SOURCE EXTRACT |
::::
# Alpine Blackbird software update?



## rockytt (Apr 12, 2008)

I've been reading the manual (probably a first for me...) of my newly-purchased Blackbird PMD-B200 and came accross a section talking about a software and/or map update feature. It says to refer to the documentation included with the (non-existent) upgrade software for details...
Nothing on the Alpine website that I can find describes anything like this-how *does *one go about updating the internal map database???

Thanks for any and all help on this-


----------



## WRX/Z28 (Feb 21, 2008)

alpine had a disc for this. I might be able to rip the file, zip it and sent it to you... lemme try to find it


----------



## s60rguy (Feb 14, 2007)

The only disk that came with my B200 was the instruction manual. And mine was BNIB, NOT from Ebay.


----------



## rockytt (Apr 12, 2008)

Thanks for the help on this - my wasn't from the 'bay either, but the retailer told me they only sell 'em, they don't pack 'em...


----------



## calponte (May 25, 2007)

For my Blackbird I, Alpine sent me an update disc, then you just follow the directions. It took like 1hr to update


----------



## rockytt (Apr 12, 2008)

Maybe a better question is this:
Am I stuck with whatever data was built into my unit in (probably) 2007, or does Alpine have a mechanism for updating their database?

This is not a major PITA/frusterating question - more of a "like to keep my stuff updated" kind of thing if that makes sense.


----------



## Chobin (May 30, 2008)

are you talking about Operating System update? or just maps update?
I have the blackbird with the latest software (Operating System) but i wanted to import custom made POI, which was the only reason i bought the blackbird instead of the NVE099. Now it seems this "updating software" for POI or maps deosn't exist. Or better: with the map, they will give you a CD with an "AUTO-INSTALL" software, which will update your BB....not kinda what i was looking for...
::::
SOURCE MATERIAL |
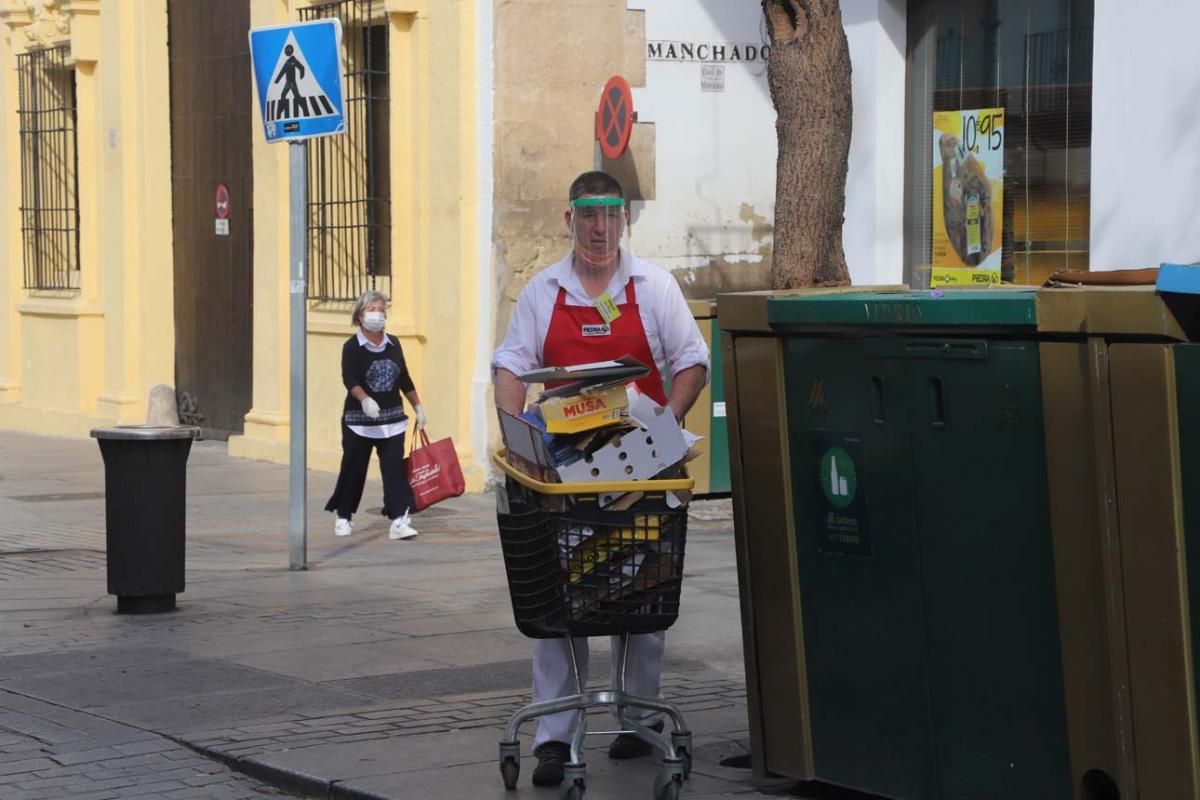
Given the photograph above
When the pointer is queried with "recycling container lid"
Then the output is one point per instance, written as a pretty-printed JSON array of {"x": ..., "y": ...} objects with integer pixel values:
[{"x": 147, "y": 432}]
::::
JOBS |
(A) In the Alpine Blackbird update thread, why did Chobin choose the Blackbird over the NVE099? Please answer in one to three sentences.
(B) Carry the Alpine Blackbird update thread forward from its last post.

RESULTS OF THE TASKS |
(A) Chobin chose the Blackbird because he wanted to import custom-made POI, and that was his only reason for buying it instead of the NVE099.

(B)
btw, how do you feel with the BB? in my opinion is not that accurate...i dunno if it is a problem related with the maps, or the antenna...nut most of the times it is slow, missing the position...i will test it more in the next month when i will instal the docking station with a better GPS antenna...


----------



## Bluj (Feb 11, 2008)

Can anyone please send me the new Alpine PVD-B102 update? I am begging that person to send me a copy please


----------



## 96dak (Jan 28, 2008)

rockytt said:


> Maybe a better question is this:
> Am I stuck with whatever data was built into my unit in (probably) 2007, or does Alpine have a mechanism for updating their database?
> 
> This is not a major PITA/frusterating question - more of a "like to keep my stuff updated" kind of thing if that makes sense.


your probably stuck with the map database until Navteq (the company alpine licenses the mapping software from) releases an update


----------



## rockytt (Apr 12, 2008)

Thanks for the update - certainly not life-threatening, just feels weird to not be updating on a regular basis like (seemingly) every other piece of software in the house


----------



## lilvi3tboix1 (Jul 9, 2008)

anyone got a working keygen for it? I have the problem with a none working code


----------



## bboyvek (Dec 16, 2008)

did any one ever figured out a way to get a working ativation code for PVD-B102... or it is payng alpine the only way.

Thx


----------



## bboyvek (Dec 16, 2008)

actually, all I need is for my blackbird (PMD-B100) to be able to dock and output its signal to a touch screen(TME-B740T). When dock my unit only outputs a black screen, and i was told that coud be solved with a new software update. But i cant find any except for the one that alpine sells// 

 Help please


----------



## WRX/Z28 (Feb 21, 2008)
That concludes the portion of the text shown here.